### Source document
[Start of Attachment]

My FitBit tells me my sleep cycles are erratic. To help me become more restful, the app keeps giving me little tips. I’ve learned I should cut caffeine, stop exercising before bed, and set a consistent schedule.
But no matter how many of these tips I implement, I never actually get more sleep, because I have a son with a sleep disorder. My oldest son, Owen, has Angelman Syndrome. Along with epilepsy, global developmental delays, and Pica, my son’s syndrome also results in a severe sleep disorder.
Now that Owen turned eleven, I can honestly say I haven’t slept well for over a decade! Over the years, I’ve learned some important truths that I’m sure other moms of children with sleeping disorders can vouch for.
Sleeping Meds = Complication
In desperation when he was three, I finally asked my son’s pediatrician if we could start him on medication to help him sleep. At my breaking point emotionally and physically, I was ready for an easy out. I assumed I could just give Owen a little pill before he went to sleep, and solve all the sleep issues.
I was wrong!
Sleep meds are complicated, especially for children. We’ve tried several over the years. Some made him hyper. Others interfered with his seizure medication. And some work for just a couple of hours before he woke.
The older he gets, the more drugs he’s eligible to try. But, I no longer expect a pill to make a magical change in his sleeping schedule.

[End of Attachment]

### Assignment
Continue the essay about raising a son with a sleep disorder, starting after its final sentence.

### Information provided
[Start of Attachment]

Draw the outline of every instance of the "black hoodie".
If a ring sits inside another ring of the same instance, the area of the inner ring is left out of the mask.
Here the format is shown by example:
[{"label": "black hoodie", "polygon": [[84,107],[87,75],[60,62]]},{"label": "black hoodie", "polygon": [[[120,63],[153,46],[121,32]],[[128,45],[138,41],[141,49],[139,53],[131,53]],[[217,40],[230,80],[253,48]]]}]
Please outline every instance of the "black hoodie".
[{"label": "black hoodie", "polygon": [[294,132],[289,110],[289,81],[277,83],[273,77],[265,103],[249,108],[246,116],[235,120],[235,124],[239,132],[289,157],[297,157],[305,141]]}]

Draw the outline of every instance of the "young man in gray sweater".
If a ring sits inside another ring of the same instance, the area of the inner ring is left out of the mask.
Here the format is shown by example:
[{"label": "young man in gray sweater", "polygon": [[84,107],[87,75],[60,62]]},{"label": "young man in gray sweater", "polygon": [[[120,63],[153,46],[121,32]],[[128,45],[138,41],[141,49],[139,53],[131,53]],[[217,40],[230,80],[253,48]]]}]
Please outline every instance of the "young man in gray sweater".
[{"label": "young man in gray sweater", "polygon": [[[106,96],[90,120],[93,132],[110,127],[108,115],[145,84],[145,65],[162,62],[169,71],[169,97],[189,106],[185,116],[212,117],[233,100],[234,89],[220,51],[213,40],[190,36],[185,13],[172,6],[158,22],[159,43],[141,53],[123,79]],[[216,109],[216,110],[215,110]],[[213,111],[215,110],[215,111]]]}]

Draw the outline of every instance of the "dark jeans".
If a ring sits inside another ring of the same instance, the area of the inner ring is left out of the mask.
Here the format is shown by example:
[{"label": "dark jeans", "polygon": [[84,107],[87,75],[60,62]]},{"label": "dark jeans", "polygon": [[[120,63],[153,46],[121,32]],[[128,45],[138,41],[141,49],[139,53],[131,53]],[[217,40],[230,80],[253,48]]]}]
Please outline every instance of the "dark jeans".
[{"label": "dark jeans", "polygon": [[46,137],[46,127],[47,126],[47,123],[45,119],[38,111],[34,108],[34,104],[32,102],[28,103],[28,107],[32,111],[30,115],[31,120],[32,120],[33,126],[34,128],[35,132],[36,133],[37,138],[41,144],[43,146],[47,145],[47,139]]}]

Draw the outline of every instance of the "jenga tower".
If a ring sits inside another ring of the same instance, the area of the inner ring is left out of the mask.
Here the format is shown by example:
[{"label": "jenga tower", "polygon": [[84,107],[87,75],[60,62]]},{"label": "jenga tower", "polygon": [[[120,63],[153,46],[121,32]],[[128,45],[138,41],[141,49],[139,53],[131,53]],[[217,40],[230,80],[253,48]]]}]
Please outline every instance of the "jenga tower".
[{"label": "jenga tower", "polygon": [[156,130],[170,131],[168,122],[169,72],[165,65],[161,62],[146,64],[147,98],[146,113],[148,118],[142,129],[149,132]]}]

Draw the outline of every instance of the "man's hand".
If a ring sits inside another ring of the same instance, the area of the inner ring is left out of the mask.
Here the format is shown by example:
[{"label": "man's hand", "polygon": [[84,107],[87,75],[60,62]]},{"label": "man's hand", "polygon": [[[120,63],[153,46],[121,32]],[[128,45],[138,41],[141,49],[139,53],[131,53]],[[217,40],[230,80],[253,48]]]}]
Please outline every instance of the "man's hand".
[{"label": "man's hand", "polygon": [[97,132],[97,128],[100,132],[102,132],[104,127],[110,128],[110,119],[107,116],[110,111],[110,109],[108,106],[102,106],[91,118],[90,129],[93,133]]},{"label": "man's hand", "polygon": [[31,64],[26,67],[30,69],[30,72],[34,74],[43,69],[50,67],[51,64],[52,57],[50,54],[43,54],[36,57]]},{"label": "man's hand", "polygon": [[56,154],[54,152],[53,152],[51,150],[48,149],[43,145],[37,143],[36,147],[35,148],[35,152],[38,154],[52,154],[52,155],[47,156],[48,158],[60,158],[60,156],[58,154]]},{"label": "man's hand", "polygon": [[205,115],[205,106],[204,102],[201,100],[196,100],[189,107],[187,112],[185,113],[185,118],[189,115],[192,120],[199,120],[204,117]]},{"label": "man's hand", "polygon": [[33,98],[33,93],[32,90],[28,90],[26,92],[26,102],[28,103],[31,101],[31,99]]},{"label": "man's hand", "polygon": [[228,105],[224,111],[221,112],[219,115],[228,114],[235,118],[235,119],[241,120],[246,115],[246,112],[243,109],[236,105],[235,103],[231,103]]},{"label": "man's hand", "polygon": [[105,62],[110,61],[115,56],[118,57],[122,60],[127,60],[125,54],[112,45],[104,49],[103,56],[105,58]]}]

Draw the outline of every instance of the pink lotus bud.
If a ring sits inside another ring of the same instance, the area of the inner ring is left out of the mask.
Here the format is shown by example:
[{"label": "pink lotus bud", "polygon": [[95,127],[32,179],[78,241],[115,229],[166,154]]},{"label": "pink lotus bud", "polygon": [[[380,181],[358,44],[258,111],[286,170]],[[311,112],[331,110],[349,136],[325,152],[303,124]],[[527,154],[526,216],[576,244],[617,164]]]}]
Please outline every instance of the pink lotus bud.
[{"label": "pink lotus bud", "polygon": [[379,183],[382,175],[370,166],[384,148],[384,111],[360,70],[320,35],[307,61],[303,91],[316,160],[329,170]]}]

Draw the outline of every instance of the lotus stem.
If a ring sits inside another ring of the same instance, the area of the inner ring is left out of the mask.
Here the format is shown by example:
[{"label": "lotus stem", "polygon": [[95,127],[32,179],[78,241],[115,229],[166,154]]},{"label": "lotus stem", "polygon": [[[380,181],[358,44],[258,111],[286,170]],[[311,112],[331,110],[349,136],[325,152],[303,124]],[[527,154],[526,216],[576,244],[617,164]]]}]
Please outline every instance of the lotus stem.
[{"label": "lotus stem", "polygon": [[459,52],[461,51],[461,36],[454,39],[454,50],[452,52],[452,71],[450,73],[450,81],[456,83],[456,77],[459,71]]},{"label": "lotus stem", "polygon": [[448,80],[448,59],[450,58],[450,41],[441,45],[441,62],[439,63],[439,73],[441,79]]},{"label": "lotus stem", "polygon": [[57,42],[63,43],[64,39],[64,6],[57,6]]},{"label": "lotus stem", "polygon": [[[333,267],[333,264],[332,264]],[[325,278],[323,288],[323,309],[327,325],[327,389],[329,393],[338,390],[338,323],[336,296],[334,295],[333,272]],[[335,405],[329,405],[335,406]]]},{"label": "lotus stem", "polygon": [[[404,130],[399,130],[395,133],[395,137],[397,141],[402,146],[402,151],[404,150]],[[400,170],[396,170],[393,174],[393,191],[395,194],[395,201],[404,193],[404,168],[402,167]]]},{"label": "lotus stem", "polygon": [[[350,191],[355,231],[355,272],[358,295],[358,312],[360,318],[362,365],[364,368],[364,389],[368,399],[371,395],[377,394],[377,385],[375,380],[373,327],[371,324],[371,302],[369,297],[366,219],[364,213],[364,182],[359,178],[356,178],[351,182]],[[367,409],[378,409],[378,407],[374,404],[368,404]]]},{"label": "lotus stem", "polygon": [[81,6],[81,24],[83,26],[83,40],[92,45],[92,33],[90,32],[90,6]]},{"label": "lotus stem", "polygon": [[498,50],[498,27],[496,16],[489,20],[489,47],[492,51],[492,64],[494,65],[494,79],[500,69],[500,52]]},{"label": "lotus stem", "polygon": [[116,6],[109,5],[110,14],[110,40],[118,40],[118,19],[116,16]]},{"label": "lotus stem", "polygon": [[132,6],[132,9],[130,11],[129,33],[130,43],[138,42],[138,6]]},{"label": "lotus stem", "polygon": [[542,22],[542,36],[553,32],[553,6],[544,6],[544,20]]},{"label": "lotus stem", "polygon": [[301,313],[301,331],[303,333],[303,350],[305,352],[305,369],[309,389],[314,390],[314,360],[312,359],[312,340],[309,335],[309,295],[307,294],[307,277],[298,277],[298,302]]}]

[End of Attachment]

### Response to the task
Behavior and Sleep Are Intertwined
When Owen’s having a particularly challenging time sleeping, his seizures always worsen. So does his behavior. There’s such a strong correlation between sleep and behavior!
But, it’s not only Owen’s behavior I worry about. His noises at night impact my other kids too. Even if they don’t wake completely up, they’re hearing him subconsciously. And I can tell the next morning because everyone wakes up grumpy instead of refreshed.
One child with a sleep disorder really does affect the whole house.
Sleep Experts Don’t Know Everything!
Many sleep experts claim to have the key you need to unlock perfect sleep forever and ever.
Except, they don’t. Sleep is complicated, especially when you’re dealing with a genuine sleep disorder.
No amount of crying it out, creating predictable routines, or diffusing lavender essential oil is going to make my kid sleep through the night. I’ve tried, thank you very much! And while those things can help, they don’t always work.
Of course if you think I’m wrong, I’ve got an eleven-year-old you can borrow for a couple of nights! I’ll gladly admit the error of my ways if you get him to sleep consistently!
Sleep is a Blessing, not a Promise
I used to get mad at God for not making Owen sleep. I’d cry out, wondering why I couldn’t get the sleep I felt like I deserved.
But in my sleep deprived state, God helped me to see things differently. A good night of sleep is a blessing, but not a guarantee. However, God does promise to give us strength for each day.
And I cling to that truth each time I’m up most of the night with Owen. Sometimes I don’t know how I’ll make it through the next day with only a couple of hours of sleep. But I trust God to give me the strength I need. And He always does!
He’s also brought along help in other ways. I’m thankful for my support network who occasionally take Owen so I can sleep. Thank you, thank you!
So if you’re also searching for truths in the middle of the night while you’re up with a sleepless child, know you aren’t alone. I’m right there with you, praying that we’ll both get a little extra sleep!